RECENSIONE: "Giovannino" di Ercole Patti (Catania 1903 - Roma 1976)


 
Giovannino è un abulico e indeciso rampollo di una facoltosa famiglia della borghesia siciliana: il padre, notaio, proprietario di vasti possedimenti terrieri, vorrebbe che il figlio, laureato in giurisprudenza, intraprendesse la carriera di avvocato e si sposasse con una ragazza altolocata. Che fosse, insomma, provvista di “roba”, quella roba di verghiana memoria che assicurava potere e prestigio.

> Dati archiviati

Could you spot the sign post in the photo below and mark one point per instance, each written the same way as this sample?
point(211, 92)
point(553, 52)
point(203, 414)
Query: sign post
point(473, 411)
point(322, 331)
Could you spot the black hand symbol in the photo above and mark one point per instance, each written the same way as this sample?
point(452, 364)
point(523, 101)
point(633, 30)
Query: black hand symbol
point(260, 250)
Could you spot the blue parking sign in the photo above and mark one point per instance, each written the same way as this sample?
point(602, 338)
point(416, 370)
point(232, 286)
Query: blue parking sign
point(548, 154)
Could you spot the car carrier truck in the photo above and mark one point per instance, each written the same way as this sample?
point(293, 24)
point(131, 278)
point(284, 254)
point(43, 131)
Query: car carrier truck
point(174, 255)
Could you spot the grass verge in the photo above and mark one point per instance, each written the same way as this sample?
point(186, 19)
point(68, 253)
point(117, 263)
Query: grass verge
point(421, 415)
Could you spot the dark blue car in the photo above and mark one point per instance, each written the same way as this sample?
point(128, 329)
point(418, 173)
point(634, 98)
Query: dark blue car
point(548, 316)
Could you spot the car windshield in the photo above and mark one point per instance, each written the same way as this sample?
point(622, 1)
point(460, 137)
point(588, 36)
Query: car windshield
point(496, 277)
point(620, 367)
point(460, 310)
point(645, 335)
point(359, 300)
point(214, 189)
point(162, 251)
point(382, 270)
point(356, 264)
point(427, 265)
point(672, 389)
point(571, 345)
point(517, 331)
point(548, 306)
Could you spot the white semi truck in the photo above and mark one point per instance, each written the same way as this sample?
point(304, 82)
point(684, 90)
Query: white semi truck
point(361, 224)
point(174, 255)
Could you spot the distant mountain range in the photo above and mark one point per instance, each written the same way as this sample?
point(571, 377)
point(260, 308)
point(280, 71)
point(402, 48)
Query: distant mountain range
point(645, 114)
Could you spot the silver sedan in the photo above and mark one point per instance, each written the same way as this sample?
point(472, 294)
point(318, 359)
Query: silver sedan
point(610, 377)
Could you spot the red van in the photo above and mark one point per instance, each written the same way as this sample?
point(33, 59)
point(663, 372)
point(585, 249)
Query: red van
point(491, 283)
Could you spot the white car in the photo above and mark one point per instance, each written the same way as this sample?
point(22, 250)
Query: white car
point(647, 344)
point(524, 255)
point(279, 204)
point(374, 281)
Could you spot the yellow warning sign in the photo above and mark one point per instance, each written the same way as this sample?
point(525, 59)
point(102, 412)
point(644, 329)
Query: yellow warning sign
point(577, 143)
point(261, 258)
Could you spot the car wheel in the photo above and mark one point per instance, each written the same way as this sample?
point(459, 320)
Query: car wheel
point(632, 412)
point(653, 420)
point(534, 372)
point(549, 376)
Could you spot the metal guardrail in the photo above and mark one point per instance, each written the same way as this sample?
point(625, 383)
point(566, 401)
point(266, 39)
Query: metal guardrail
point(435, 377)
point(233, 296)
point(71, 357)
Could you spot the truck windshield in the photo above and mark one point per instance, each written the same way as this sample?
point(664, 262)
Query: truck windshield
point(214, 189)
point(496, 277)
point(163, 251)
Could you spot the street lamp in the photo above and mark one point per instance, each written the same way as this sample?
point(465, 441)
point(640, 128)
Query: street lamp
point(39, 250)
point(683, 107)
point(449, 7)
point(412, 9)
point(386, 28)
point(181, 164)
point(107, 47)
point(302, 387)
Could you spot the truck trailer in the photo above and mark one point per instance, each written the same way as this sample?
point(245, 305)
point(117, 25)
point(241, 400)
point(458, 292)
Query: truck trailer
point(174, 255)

> Lavoro da svolgere
1. Ricopia i record partendo dalla loro prima riga e terminando con la riga che contiene "point(322, 331)", entrambe comprese.
2. Prosegui la recensione di "Giovannino" dal punto in cui si interrompe.

> Quadro delle risposte
1.
Could you spot the sign post in the photo below and mark one point per instance, each written the same way as this sample?
point(211, 92)
point(553, 52)
point(203, 414)
Query: sign post
point(473, 411)
point(322, 331)

2.
Tali paterne aspirazioni, rivolte più alla salvaguardia ed alla conservazione della posizione sociale del casato che al rispetto dei sentimenti personali, inizialmente non sembravano fare presa nell’animo dell’apatico Giovannino. Costui appariva privo di volontà, non sapeva impegnarsi in nulla, mostrava di avere idee confuse sul suo futuro, non sapeva bene che cosa avrebbe voluto dalla vita; pareva in attesa di qualcosa di impreciso che sarebbe dovuto accadere, aspettando chissà quale indistinto avvenimento che gli avrebbe potuto cambiare la vita. E sognava ad occhi aperti. “Sognava duelli non si sa con chi, duelli generosi e romantici dei quali avrebbe parlato tutta la città. Sognava amori con donne bellissime contese da tutti. Sognava onori che gli avrebbe tributato la cittadinanza per non si sa quali meriti”.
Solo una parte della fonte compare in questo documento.